:: LATIHAN TERTULIS A ::
Tolong salin kembali seluruh baris dataset anotasi di bawah persis seperti aslinya, tanpa menyertakan gambarnya.

Sebagai salah satu bentuk perwujudan pemuda dan pemudi yang merdeka di hari Sumpah Pemuda, Aliansi Zero Waste Indonesia (AZWI) bekerja sama dengan Pusat Pendidikan Lingkungan Hidup (PPLH) Bali, Komunitas Nol Sampah, dan Nexus3 Foundation menggelar Webinar Nasional yang bertajuk ‘Semangat Pemuda Pemudi SMA untuk Merdeka dari Plastik Sekali Pakai’ via aplikasi zoom, Rabu (28/10/2020).
Webinar ini menghadirkan sejumlah narasumber dari perwakilan Sekolah Menengah Atas (SMA) atau sederajat di antaranya, Siti Nuryani (Guru SMA Katolik Soverdi Badung), Siti Mutmainah (Guru SMAN 1 Driyorejo Gresik), serta Angelika Azharani Hermanto (Siswi SMAN 6 Bekasi) yang berbagi pengalaman sukses mereka dalam membangun karakter guru, murid dan warga sekolah dalam pengurangan sampah plastik sekali pakai.
Tak hanya itu, ada pula sosok inspiratif lainnya seperti Setiawati (DLH Kota Bogor) dan Adithiyasanti Sofia (GIDKP) yang menjadi penanggap dalam webinar tersebut. Keduanya membagikan pengalaman lembaga masing-masing dalam menjalin kerjasama lintas pihak mengatasi persoalan sampah.
Akar Permasalahan Sampah Plastik
Sampah plastik selalu menjadi masalah utama dalam pencemaran lingkungan baik pencemaran tanah maupun laut. Sifat sampah plastik tidak mudah terurai, proses pengolahannya menimbulkan toksik dan bersifat karsinogenik, butuh waktu sampai ratusan tahun bila terurai secara alami.
Untuk pencemaran di laut, Indonesia merupakan penghasil sampah plastik laut terbesar kedua di dunia. Penelitian dari UC Davis dan Universitas Hasanuddin yang dilakukan di pasar Paotere Makassar menunjukkan 23 persen sampel ikan yang diambil memiliki kandungan plastik di perutnya.
“Dari data PBB, 80 persen sampah laut adalah plastik, dan bahkan ada juga yang memprediksi 50 tahun ke depan jumlah sampah plastik di laut itu akan lebih banyak daripada ikan,” ujar Kepala seksi kemitraan dan peningkatan kapasitas DLH Kota Bogor, Setiawati.
Setiawati juga mengungkapkan setiap tahun ada sekitar 13 juta ton plastik yang masuk ke lautan. Kira-kira, jika dihitung rata-rata, ada sekitar 1 truk sampah plastik yang masuk ke laut dalam setiap satu menit.
Dampak Plastik Sekali Pakai di Sekolah
Sampah plastik sekali pakai memang menjadi permasalahan yang serius, bukan hanya di lingkungan masyarakat umum, namun juga sekolah. Sebagai salah seorang guru yang tentunya menjadi pendidik generasi bangsa, Siti Mutmainah menilai sampah, khususnya plastik sekali pakai memberikan dampak pencemaran bagi lingkungan SMAN 1 Driyorejo Gresik.

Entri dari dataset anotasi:
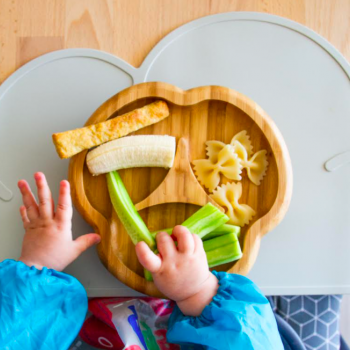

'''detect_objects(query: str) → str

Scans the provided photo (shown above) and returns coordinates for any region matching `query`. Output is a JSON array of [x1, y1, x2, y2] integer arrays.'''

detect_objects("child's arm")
[[136, 226, 283, 350], [0, 173, 99, 350]]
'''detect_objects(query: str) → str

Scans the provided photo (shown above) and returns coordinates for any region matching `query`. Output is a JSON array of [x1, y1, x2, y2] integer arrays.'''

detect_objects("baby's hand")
[[18, 173, 100, 271], [136, 226, 218, 316]]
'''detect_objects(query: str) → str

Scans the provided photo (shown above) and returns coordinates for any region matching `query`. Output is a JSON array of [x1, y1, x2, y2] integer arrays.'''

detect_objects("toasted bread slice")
[[52, 101, 169, 158]]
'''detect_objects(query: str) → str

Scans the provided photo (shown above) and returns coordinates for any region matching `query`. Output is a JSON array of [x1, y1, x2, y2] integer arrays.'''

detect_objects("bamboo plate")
[[69, 83, 292, 297]]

:: LATIHAN TERTULIS B ::
Tentukan apakah setiap pernyataan berikut sesuai dengan teks tentang webinar sampah plastik. Jawab ya atau tidak, lalu kutip kata-kata penentunya dari teks tanpa diubah.
(i) Webinar itu digelar melalui aplikasi zoom pada hari Rabu.
(ii) Penelitian di pasar Paotere Makassar menemukan plastik di perut 80 persen sampel ikan.
(iii) Angelika Azharani Hermanto hadir sebagai guru SMAN 6 Bekasi.

:: JAWABAN TERURAI A ::
'''detect_objects(query: str) → str

Scans the provided photo (shown above) and returns coordinates for any region matching `query`. Output is a JSON array of [x1, y1, x2, y2] integer arrays.'''

detect_objects("child's arm")
[[136, 226, 283, 350], [0, 173, 99, 350]]
'''detect_objects(query: str) → str

Scans the provided photo (shown above) and returns coordinates for any region matching `query`. Output is a JSON array of [x1, y1, x2, y2] integer arrays.'''

detect_objects("baby's hand")
[[18, 173, 100, 271], [136, 226, 218, 316]]
'''detect_objects(query: str) → str

Scans the provided photo (shown above) and returns coordinates for any region matching `query`. Output is a JSON array of [x1, y1, x2, y2] integer arrays.'''

detect_objects("toasted bread slice")
[[52, 101, 169, 158]]
'''detect_objects(query: str) → str

Scans the provided photo (shown above) and returns coordinates for any region matching `query`. Output is a JSON array of [x1, y1, x2, y2] integer arrays.'''

detect_objects("bamboo plate")
[[69, 83, 292, 297]]

:: JAWABAN TERURAI B ::
(i) Ya: "via aplikasi zoom, Rabu (28/10/2020)".
(ii) Tidak: "23 persen sampel ikan yang diambil memiliki kandungan plastik di perutnya".
(iii) Tidak: "Angelika Azharani Hermanto (Siswi SMAN 6 Bekasi)".